## Start DATASET EXTRACT

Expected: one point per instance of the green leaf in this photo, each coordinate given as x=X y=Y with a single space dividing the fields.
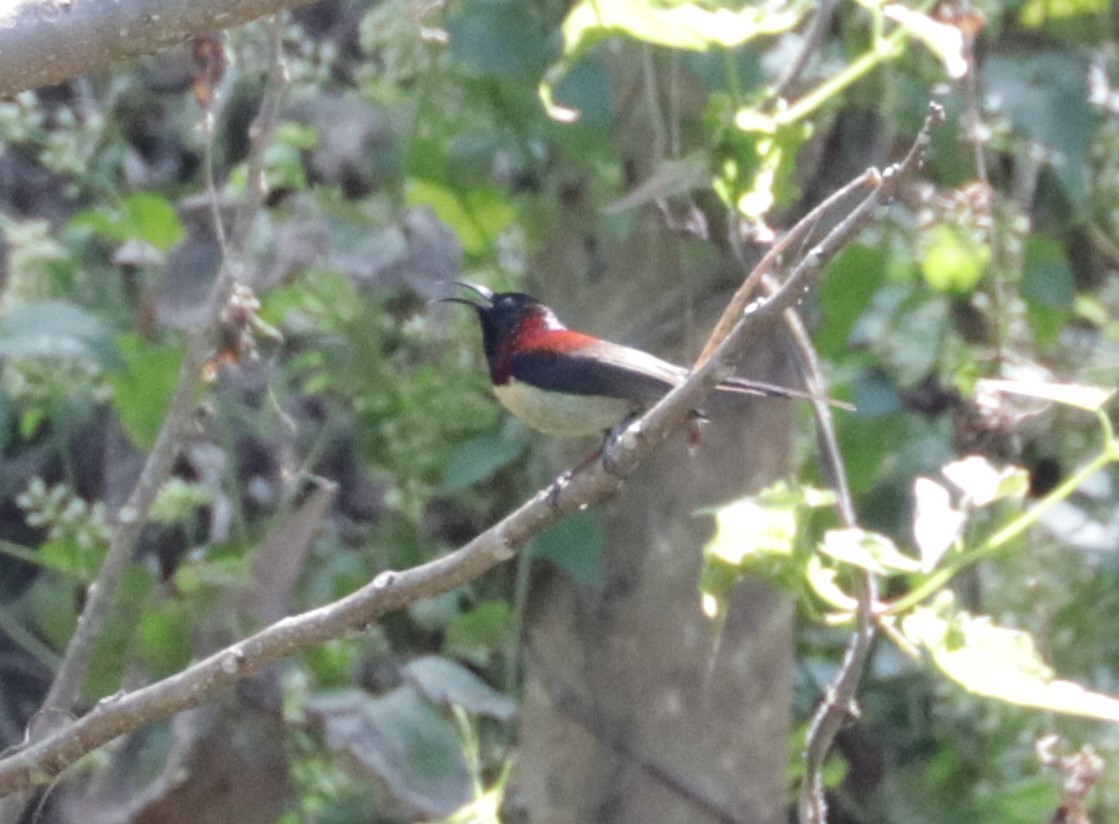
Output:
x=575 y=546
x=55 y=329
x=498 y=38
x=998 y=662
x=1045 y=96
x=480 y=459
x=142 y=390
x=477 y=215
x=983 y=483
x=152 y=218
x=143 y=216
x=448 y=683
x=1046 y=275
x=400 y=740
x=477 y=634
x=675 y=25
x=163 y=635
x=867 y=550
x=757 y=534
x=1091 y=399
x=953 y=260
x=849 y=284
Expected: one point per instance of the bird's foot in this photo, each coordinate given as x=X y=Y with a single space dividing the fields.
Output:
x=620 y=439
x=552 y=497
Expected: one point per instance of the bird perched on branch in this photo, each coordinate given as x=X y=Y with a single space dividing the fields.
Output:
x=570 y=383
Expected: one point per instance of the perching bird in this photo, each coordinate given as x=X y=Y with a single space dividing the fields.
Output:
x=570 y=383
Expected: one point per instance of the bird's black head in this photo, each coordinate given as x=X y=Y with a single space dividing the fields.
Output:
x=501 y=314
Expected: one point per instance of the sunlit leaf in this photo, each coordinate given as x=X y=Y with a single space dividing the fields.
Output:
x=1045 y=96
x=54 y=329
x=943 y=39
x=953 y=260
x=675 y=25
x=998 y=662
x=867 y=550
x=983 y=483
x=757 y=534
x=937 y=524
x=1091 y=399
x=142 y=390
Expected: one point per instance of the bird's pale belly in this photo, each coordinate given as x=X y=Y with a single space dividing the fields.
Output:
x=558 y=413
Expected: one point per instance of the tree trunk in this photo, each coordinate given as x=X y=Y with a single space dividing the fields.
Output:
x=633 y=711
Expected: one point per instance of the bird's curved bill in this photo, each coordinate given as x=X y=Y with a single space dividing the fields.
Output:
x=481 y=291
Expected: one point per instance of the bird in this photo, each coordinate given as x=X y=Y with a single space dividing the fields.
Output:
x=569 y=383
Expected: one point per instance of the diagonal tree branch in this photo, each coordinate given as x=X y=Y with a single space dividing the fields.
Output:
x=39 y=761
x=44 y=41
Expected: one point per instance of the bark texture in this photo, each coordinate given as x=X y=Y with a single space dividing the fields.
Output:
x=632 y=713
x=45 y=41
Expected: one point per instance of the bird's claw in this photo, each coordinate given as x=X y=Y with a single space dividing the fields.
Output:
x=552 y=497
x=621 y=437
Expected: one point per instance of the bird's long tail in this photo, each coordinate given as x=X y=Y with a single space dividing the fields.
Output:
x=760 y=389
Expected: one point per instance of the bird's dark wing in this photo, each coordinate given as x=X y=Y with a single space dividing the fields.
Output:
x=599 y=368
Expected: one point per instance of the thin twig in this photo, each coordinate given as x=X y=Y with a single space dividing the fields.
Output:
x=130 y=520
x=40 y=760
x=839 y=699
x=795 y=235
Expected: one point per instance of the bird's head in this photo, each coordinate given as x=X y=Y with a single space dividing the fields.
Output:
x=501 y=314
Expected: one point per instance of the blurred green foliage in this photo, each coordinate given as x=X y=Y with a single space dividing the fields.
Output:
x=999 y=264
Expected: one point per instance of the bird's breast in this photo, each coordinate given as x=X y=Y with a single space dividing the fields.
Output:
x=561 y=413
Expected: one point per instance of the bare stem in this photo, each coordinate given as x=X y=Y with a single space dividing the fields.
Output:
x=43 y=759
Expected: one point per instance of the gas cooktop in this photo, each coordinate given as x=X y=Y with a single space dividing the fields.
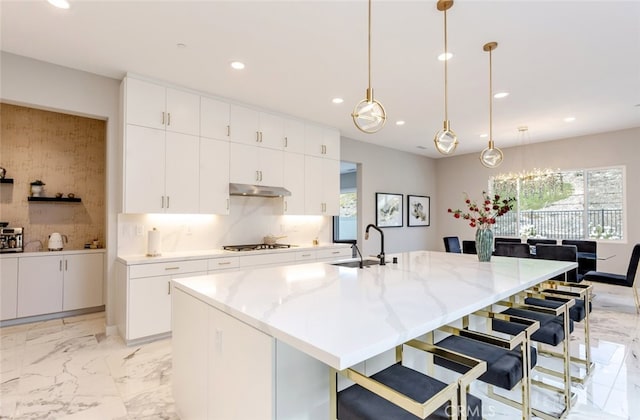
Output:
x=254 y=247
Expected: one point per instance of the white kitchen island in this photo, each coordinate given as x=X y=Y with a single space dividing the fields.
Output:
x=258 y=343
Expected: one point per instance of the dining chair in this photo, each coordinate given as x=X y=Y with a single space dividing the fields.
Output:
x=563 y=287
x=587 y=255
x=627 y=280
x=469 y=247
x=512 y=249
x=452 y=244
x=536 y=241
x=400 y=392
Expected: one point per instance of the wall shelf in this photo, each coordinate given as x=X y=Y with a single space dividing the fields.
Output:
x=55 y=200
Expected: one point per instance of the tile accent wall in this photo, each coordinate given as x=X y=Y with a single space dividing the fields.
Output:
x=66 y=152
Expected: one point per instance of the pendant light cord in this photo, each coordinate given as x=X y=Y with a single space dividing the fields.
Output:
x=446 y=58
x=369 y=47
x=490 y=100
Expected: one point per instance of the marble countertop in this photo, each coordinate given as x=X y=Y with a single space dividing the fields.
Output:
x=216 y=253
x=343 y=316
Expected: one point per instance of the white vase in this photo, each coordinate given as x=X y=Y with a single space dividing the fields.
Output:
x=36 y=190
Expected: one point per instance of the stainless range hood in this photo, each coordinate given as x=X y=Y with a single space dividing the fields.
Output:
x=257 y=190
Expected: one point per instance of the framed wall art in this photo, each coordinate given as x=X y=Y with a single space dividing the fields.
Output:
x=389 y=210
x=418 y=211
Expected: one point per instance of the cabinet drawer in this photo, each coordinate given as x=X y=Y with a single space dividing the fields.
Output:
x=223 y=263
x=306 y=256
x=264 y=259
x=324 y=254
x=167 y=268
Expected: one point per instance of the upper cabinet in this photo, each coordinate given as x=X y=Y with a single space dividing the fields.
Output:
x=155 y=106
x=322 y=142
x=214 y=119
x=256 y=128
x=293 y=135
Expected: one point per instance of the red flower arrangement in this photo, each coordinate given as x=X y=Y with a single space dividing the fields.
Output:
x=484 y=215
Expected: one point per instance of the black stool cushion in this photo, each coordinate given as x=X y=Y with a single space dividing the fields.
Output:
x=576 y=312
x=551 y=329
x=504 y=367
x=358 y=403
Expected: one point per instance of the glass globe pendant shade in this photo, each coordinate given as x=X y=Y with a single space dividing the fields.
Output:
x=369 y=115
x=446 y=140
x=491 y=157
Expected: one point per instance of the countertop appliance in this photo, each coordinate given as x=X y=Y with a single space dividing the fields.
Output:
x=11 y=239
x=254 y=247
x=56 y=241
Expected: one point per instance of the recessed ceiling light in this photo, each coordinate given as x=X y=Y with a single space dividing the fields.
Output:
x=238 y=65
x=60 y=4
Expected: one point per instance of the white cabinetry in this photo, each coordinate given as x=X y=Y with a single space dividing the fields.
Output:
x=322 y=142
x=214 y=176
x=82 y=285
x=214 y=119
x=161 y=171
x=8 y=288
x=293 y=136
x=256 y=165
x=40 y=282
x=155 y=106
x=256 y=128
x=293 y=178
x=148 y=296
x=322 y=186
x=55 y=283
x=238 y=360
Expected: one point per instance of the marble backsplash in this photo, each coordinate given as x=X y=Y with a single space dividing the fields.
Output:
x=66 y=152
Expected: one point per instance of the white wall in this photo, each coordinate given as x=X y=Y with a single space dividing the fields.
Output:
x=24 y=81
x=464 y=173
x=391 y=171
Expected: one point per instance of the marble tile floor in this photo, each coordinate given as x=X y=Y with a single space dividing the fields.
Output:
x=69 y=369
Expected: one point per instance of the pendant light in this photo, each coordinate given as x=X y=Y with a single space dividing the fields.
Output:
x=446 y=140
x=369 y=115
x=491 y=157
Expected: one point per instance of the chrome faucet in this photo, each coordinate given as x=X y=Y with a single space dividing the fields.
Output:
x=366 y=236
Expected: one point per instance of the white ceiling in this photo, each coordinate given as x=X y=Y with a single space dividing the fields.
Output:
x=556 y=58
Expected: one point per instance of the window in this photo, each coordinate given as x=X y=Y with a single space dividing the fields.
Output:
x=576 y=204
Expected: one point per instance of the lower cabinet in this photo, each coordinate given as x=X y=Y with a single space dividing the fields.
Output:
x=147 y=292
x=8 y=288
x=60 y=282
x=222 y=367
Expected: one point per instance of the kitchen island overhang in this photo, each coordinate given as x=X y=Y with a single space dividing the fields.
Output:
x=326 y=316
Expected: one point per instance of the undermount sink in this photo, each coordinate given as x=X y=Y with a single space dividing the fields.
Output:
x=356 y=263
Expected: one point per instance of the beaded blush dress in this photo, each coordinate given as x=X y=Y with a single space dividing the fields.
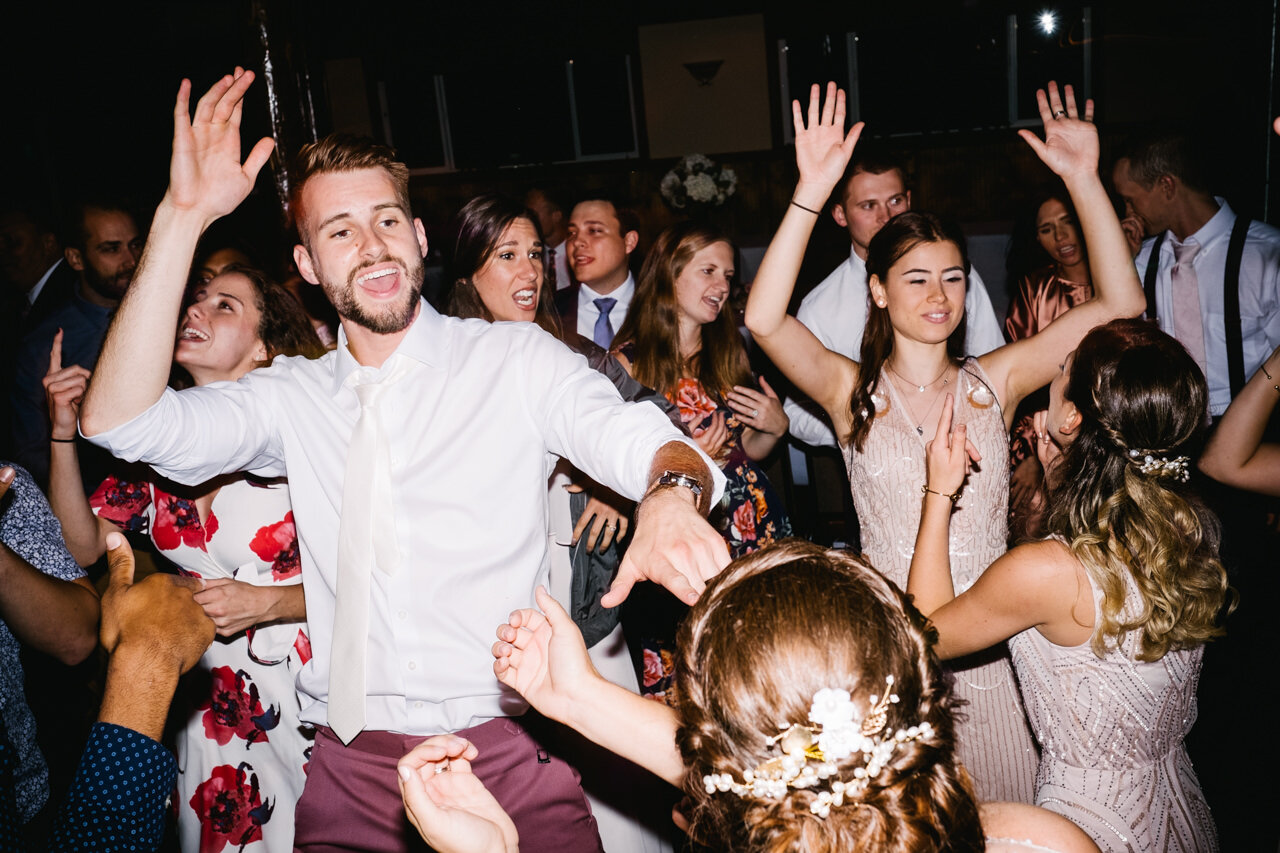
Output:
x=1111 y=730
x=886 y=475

## End DATASET EXTRACT

# YOUR OBJECTIVE:
Reproduce the entry lines starting with the line containing "Expected: one point per instance of the blurred" and continuing through the line containing "x=999 y=264", requests included, shifting every coordinate in the answers by adding 51 to each number.

# SOLUTION TO THE PROBLEM:
Expected: one point per instance of the blurred green foliage in this photo, each coordinate given as x=X y=Y with a single space dividing the fields.
Output:
x=1050 y=315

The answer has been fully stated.